(Working data)

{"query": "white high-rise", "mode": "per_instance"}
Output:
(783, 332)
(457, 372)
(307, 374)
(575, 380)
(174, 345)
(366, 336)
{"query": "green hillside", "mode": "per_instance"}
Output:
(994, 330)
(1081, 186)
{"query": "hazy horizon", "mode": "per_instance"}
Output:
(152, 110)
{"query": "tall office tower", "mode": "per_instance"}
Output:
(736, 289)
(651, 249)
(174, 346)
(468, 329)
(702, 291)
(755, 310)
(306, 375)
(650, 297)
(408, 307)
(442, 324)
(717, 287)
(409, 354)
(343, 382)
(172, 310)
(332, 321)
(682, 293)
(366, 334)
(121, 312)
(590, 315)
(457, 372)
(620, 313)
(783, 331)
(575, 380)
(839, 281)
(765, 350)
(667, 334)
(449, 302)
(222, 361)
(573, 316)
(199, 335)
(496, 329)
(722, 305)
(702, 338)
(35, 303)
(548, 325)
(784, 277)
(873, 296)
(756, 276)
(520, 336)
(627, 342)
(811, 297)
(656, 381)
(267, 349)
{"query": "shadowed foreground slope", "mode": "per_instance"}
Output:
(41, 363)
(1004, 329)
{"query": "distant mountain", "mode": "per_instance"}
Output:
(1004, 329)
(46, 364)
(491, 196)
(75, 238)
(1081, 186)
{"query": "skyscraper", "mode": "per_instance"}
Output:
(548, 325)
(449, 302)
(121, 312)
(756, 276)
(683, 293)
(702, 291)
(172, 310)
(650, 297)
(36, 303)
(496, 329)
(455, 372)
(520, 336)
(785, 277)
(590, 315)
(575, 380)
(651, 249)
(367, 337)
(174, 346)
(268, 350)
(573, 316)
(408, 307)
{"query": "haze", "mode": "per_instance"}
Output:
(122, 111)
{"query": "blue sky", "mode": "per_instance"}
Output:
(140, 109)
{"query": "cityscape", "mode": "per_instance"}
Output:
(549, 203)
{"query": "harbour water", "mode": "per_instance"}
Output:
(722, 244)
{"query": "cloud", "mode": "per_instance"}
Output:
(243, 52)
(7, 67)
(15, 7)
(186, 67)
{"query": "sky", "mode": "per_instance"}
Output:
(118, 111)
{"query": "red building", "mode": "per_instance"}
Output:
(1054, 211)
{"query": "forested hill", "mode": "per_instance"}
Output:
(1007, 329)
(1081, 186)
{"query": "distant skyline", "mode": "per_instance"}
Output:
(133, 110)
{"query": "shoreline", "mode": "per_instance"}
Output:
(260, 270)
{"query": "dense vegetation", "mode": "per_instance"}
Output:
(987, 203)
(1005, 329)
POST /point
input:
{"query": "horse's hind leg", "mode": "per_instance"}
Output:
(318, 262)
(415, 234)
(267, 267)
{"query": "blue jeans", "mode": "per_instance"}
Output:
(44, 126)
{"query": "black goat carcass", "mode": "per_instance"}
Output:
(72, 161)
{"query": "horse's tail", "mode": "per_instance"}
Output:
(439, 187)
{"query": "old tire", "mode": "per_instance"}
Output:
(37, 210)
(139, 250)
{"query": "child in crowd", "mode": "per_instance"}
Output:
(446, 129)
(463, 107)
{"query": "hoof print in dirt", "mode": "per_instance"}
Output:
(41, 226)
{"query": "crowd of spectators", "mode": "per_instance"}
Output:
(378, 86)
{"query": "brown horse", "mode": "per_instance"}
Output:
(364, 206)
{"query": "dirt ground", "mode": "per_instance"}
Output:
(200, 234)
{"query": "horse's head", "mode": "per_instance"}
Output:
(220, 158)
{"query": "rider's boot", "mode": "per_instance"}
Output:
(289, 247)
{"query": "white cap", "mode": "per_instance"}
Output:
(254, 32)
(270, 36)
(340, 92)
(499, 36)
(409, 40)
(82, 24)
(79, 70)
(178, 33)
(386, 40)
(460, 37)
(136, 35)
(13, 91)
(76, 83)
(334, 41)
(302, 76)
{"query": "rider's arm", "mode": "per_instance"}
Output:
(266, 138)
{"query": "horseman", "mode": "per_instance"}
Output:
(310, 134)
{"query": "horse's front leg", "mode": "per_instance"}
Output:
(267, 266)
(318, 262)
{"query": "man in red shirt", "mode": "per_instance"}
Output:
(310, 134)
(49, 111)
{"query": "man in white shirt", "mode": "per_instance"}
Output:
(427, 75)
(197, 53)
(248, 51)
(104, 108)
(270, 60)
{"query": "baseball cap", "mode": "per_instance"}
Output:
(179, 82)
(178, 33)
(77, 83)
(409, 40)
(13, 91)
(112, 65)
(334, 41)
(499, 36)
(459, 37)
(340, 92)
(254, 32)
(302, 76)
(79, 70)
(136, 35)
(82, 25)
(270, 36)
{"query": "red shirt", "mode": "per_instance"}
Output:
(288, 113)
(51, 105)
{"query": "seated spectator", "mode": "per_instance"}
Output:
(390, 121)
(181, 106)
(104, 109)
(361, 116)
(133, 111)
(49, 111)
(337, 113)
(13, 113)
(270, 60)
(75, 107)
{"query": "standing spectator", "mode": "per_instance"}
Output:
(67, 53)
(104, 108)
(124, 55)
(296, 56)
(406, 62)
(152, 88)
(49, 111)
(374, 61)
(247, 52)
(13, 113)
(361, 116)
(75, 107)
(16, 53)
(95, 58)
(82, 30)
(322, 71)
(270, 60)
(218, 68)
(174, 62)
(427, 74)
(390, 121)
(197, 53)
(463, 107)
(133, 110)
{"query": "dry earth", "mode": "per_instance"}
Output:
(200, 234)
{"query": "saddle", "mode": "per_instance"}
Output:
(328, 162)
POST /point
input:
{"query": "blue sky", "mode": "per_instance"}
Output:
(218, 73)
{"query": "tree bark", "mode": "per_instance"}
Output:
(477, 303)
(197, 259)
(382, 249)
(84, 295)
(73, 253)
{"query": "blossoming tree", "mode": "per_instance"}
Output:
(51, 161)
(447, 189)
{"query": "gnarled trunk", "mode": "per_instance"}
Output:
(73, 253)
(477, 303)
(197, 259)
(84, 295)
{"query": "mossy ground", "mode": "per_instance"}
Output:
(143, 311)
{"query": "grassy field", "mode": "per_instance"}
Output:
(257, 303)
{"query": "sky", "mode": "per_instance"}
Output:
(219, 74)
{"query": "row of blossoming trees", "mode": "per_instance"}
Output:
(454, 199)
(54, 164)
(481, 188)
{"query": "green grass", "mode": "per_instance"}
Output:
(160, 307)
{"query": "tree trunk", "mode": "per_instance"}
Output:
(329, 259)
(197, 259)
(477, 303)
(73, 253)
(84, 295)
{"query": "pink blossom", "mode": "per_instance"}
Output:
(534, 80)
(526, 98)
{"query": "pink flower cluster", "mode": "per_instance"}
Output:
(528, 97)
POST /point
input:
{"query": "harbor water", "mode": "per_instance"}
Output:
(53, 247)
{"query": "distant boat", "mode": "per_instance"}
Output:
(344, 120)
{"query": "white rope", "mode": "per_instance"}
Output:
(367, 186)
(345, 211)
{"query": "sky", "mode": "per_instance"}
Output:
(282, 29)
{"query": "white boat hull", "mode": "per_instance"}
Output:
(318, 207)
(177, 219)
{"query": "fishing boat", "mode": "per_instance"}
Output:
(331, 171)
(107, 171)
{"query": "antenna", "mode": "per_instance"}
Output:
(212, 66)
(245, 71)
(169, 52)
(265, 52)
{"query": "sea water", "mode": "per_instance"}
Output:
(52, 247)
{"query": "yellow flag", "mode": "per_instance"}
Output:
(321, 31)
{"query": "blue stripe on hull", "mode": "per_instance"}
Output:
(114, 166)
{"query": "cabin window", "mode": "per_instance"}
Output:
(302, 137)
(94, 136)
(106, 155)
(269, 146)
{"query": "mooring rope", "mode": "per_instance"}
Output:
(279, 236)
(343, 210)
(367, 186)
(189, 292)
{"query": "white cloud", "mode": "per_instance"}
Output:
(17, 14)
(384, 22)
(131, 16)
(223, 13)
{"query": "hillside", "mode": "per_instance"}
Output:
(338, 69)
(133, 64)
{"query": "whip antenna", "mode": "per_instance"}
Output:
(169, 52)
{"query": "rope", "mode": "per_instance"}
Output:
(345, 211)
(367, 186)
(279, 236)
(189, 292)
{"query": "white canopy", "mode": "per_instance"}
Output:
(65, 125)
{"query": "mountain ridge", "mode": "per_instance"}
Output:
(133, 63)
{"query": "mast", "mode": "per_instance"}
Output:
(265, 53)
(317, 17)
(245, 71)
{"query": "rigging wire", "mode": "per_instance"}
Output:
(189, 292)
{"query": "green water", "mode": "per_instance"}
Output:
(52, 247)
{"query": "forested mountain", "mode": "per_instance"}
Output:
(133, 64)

(End Working data)
(Working data)

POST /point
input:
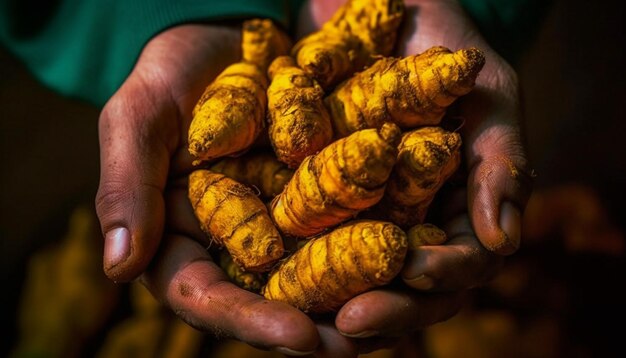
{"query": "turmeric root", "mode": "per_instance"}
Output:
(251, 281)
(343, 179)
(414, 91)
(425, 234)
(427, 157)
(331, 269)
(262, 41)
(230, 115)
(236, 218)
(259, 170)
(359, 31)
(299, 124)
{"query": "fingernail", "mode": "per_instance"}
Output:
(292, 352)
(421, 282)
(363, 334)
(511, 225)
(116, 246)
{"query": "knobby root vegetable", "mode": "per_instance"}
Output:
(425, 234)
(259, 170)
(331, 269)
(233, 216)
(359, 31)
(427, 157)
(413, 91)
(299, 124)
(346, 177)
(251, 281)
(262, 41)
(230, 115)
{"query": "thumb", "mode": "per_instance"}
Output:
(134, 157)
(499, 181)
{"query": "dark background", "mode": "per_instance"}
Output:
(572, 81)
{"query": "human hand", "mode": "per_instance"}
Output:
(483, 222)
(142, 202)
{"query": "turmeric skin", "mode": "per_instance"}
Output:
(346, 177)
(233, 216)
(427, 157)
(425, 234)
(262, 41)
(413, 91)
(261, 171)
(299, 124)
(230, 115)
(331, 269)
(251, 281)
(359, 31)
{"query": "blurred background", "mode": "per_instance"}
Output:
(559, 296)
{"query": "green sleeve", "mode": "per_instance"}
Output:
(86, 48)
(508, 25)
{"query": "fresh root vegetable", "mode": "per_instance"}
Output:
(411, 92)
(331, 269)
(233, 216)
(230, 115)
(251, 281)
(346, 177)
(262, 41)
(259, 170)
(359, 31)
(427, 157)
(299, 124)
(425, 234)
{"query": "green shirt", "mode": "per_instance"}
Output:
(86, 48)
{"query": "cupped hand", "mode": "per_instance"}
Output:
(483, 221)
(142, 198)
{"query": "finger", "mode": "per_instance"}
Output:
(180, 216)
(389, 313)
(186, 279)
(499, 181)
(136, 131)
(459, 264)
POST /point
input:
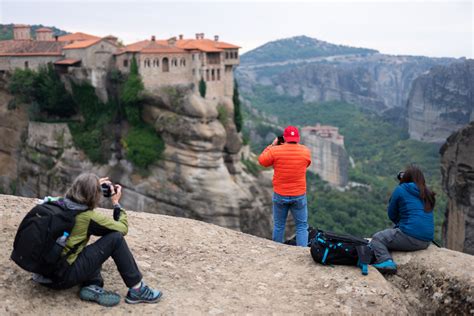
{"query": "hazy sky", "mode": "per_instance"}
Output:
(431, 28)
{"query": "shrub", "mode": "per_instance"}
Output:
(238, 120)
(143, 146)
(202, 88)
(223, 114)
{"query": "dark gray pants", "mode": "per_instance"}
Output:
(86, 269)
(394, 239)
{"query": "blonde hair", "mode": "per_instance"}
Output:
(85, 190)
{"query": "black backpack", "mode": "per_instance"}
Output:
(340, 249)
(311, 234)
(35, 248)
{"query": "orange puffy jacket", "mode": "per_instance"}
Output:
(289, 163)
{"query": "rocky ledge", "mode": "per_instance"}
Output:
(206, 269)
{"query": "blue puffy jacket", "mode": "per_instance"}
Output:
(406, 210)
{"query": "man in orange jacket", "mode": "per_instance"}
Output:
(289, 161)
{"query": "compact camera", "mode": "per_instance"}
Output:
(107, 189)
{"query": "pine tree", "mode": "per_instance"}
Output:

(End Working data)

Only lines with the word "blossoming" are wanted; pull each of them from the records.

— Result —
{"query": "blossoming tree", "mode": "per_instance"}
{"query": "row of blossoming trees", "mode": "per_instance"}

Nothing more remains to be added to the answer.